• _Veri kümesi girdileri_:

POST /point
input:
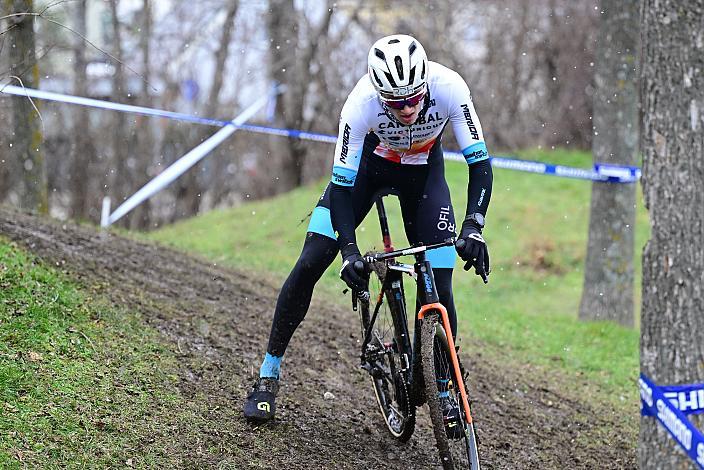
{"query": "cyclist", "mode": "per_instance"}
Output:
(389, 140)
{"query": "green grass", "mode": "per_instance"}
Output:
(537, 233)
(81, 384)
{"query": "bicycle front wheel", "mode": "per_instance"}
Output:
(387, 356)
(457, 447)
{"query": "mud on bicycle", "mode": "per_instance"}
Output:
(406, 374)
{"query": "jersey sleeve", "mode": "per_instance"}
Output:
(465, 123)
(350, 141)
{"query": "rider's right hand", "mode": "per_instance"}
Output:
(354, 269)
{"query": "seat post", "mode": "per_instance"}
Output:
(384, 223)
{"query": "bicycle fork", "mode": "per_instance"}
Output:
(431, 303)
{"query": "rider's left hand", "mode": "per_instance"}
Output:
(472, 248)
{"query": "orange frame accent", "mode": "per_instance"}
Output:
(453, 354)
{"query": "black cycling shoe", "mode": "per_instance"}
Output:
(260, 404)
(451, 417)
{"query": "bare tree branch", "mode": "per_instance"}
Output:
(41, 15)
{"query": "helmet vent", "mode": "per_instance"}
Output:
(399, 66)
(391, 79)
(376, 77)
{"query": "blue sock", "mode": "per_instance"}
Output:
(270, 367)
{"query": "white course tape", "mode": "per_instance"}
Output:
(184, 163)
(127, 108)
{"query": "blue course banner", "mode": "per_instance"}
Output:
(654, 403)
(601, 172)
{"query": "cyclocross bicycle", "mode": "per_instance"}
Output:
(406, 375)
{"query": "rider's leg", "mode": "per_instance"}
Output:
(318, 253)
(429, 218)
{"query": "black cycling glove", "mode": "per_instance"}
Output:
(472, 248)
(354, 270)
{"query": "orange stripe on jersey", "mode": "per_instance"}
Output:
(417, 149)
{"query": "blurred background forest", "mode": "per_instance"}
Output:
(531, 71)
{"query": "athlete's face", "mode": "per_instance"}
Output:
(408, 114)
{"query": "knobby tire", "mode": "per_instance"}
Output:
(454, 454)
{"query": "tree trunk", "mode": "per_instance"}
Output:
(27, 141)
(672, 326)
(608, 273)
(83, 149)
(143, 130)
(190, 188)
(120, 182)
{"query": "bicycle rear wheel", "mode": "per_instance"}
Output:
(455, 453)
(387, 356)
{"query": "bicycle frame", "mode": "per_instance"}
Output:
(427, 292)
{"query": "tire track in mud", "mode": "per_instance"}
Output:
(217, 321)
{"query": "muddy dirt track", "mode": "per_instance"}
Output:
(217, 321)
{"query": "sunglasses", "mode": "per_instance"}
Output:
(400, 103)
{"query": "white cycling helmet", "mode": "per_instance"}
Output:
(398, 66)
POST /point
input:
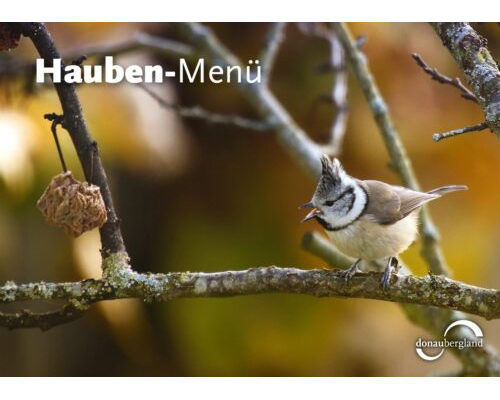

• _Talep_: Yukarıdaki öğelerde "cycling" dizesini içeren bütün satırları bulunuz ve bu satırları aynen aktarınız. Büyük ve küçük harf ayrımı dikkate alınmalıdır.

• _Yanıt_:
{"query": "black cycling shoe", "mode": "per_instance"}
{"query": "black cycling glove", "mode": "per_instance"}
{"query": "white cycling helmet", "mode": "per_instance"}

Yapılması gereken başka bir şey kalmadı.